• Provided passage
# # # #

These class divisions are reflected in the personnel of the political establishment, increasingly composed of millionaires who move in and out of government and corporate positions. Corruption is pervasive and exudes out of every pore of the political system.

For this layer, laws, including the payment of taxes, are considered optional (Leona Helmsley once encapsulated this sentiment with her famous declaration, "We don't pay taxes. Only the little people pay taxes."). In fact, if an ordinary person were to commit the "mistakes" committed by Daschle and Geithner, he would find himself with massive fines, financial ruin, and potential imprisonment.
Given the context of class struggle bubbling up in the United States, a milestone was crossed last week. A member of the U.S. Congress from Ohio, Marcy Kaptur, advised homeowners facing foreclosure to stay in their homes as squatters if threatened with eviction:
Kaptur advises owners facing eviction to stay

U.S. Rep. Marcy Kaptur (D., Toledo) is advocating home-owners threatened with foreclosure exercise squatter's rights in trying to stave off the loss of their house.

"I'm saying to them possession is 99 percent of the law; you stay in your house," Miss Kaptur said yesterday, continuing a crusade she started several weeks ago in Congress and CNN picked up Thursday night.

She said she believes that many so-called predatory and subprime loans - those made to borrowers who did not qualify for a conventional mortgage - may have been illegal.

She urged homeowners not to panic and leave their home just because they receive a foreclosure notice from their lender, and she said they should demand that the mortgage-holder produce a mortgage audit.

"I say to the American people, you be squatters in your own homes. Don't you leave," she said during a speech in Congress earlier this month.

Miss Kaptur was interviewed Thursday night on CNN by Lou Dobbs, and a CNN report cited a woman who lives on Cass Road in South Toledo as an example of the trend of homeowners ignoring foreclosure notices from their lender.

But Jim Moody, a Realtor who is running for mayor of Toledo as a Republican, said Miss Kaptur may be misleading people into thinking they can stop a legal foreclosure once a judge has issued an order.

"I think those are dangerous statements," Mr. Moody said. "What's she going to say when the sheriff comes and puts all their stuff on the street when they didn't leave because Marcy Kaptur said they could stay and become a squatter?

"I think she's clueless. This is goofy. Of course, the attorneys file the proper paperwork," Mr. Moody said.

Allen Seelenbinder, a Toledo-based mortgage banker with Main Street Financial, said the only audit the borrower is entitled to is an audit of the borrower's payments.

Asked if the mortgage lender is required to prove that its loan was made properly and that the borrower was qualified to sign the loan, he said, "absolutely not - you're under a contract that you both signed.

"The only audit they're required to provide to you is that the payments that you made are made correctly. It's a transaction history," he said.

But Sandusky lawyer Dan McGookle, who is representing a homeowner trying to have a predatory loan rescinded, said mortgage firms may not be able to prove they complied with truth-in-lending laws and other state and federal procedures.

"We have strong reason to believe that a majority of the mortgage loans made in the last 10 years are defective - unenforceable for various reasons," Mr. McGookle said.

Ironically, Mr. Moody agreed that people threatened with foreclosure should try to work out a solution and should stay in the home as long as possible.

Cathleen Tillman, director of the Lucas County Sheriff's Department's civil section, which carries out court-ordered foreclosures and evictions, also said people should remain in the homes until the deed has been transferred, and not to abandon a home that is still listed in their name.

"The foreclosure takes a long time," she said. More than 4,000 foreclosure actions were filed in 2008 in Lucas County, and the sheriff's department carried out 85 foreclosure-related evictions.

Miss Kaptur said she started advocating that homeowners fight foreclosure by staying their home after it became clear that the $700 billion bailout of the financial industry passed last year was not working as intended by Congress.

# # # #

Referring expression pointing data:
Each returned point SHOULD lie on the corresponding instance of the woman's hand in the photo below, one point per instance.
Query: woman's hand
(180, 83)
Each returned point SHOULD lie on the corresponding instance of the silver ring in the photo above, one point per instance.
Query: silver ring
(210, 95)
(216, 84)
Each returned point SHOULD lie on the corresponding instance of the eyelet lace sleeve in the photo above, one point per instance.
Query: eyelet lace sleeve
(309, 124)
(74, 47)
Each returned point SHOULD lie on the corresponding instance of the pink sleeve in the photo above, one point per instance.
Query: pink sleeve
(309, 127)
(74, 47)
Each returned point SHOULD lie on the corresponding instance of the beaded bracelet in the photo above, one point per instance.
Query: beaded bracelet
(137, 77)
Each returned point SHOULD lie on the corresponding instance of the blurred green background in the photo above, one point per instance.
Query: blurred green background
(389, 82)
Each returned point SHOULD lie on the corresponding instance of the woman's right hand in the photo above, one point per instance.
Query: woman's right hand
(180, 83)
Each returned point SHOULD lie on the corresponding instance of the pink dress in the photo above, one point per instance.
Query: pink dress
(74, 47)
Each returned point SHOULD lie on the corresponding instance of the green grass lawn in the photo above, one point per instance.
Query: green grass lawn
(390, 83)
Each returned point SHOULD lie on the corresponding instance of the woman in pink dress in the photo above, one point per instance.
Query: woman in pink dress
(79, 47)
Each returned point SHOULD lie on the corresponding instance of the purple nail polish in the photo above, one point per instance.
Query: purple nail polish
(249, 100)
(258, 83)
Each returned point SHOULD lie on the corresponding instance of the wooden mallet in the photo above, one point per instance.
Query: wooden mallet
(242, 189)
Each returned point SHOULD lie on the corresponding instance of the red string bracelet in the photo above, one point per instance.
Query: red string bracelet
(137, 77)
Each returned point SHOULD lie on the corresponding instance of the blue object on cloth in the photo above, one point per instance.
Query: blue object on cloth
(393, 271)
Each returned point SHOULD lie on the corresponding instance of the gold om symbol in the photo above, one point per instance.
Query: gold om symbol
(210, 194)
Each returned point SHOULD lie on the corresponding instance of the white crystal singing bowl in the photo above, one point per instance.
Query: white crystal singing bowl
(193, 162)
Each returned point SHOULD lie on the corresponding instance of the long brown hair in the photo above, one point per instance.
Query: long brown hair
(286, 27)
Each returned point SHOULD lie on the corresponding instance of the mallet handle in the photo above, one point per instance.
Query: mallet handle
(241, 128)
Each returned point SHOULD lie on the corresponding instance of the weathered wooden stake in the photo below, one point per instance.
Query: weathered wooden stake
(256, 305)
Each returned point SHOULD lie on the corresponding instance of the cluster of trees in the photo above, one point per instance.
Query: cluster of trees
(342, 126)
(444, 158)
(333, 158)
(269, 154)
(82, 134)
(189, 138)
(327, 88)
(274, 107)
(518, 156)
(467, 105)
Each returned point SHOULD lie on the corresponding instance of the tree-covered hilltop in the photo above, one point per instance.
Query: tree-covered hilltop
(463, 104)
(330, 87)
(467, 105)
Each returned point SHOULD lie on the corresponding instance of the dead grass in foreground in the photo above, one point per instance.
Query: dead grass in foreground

# # # #

• To do
A – According to the passage about Marcy Kaptur, how many foreclosure-related evictions did the sheriff's department carry out in Lucas County in 2008?
B – Echo the passage about Marcy Kaptur, starting with "Miss Kaptur said she" and going on through "intended by Congress.".
Nothing here depends on the data.

• Per-task answers
A – 85

B –
Miss Kaptur said she started advocating that homeowners fight foreclosure by staying their home after it became clear that the $700 billion bailout of the financial industry passed last year was not working as intended by Congress.